=== Work request ===
Locate the line that contains "Can you see the driver". Copy it and every following line through the end of the records, exactly, and include nothing else.

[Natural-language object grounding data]
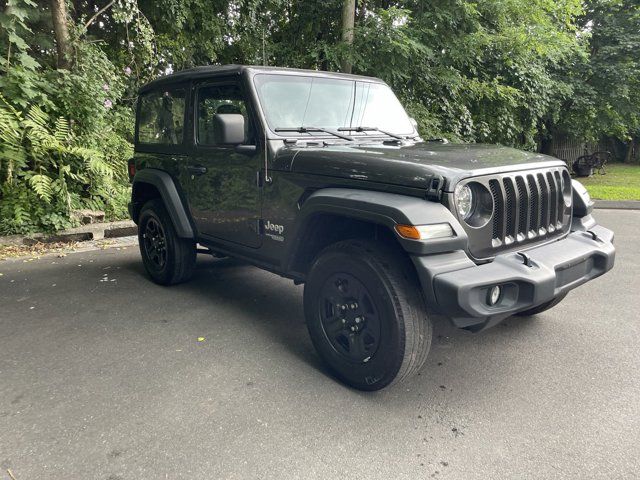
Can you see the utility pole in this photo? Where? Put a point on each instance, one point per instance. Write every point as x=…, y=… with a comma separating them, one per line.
x=348, y=24
x=61, y=30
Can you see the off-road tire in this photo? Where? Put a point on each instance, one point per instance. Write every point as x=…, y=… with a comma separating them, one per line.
x=543, y=307
x=180, y=257
x=390, y=281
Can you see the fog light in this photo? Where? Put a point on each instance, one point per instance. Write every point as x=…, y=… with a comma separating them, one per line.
x=494, y=295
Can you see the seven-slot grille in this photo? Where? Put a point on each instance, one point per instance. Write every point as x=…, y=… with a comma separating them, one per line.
x=527, y=205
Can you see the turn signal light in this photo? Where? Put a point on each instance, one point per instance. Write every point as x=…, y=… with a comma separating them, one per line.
x=425, y=232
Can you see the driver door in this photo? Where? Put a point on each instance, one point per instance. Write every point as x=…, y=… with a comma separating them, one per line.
x=221, y=184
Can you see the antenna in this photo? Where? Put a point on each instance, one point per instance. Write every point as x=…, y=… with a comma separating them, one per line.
x=264, y=49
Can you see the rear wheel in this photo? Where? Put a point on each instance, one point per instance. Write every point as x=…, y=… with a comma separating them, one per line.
x=543, y=307
x=366, y=314
x=167, y=258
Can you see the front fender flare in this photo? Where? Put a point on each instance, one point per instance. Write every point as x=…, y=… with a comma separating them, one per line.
x=382, y=208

=== Completed task ===
Can you see the driver door in this photo? Where? Put a point on each instance, one point per instance. Write every point as x=…, y=… with a comma separating them, one per line.
x=221, y=184
Can you see the antenna in this photo? Where? Put a point on each instance, one point per instance. Write every point as x=…, y=… with a comma separating them, one per line.
x=264, y=49
Can you see the rear wheel in this photo? Where? Put a point on each instance, one point per instance. Write every point as x=…, y=… with a comma separating them, one per line.
x=543, y=307
x=366, y=314
x=167, y=258
Can you see the front fender flare in this photo? Where? Put a point on each instance, one point per instance. Write every point as x=…, y=… with a comma separating them, one per line.
x=382, y=208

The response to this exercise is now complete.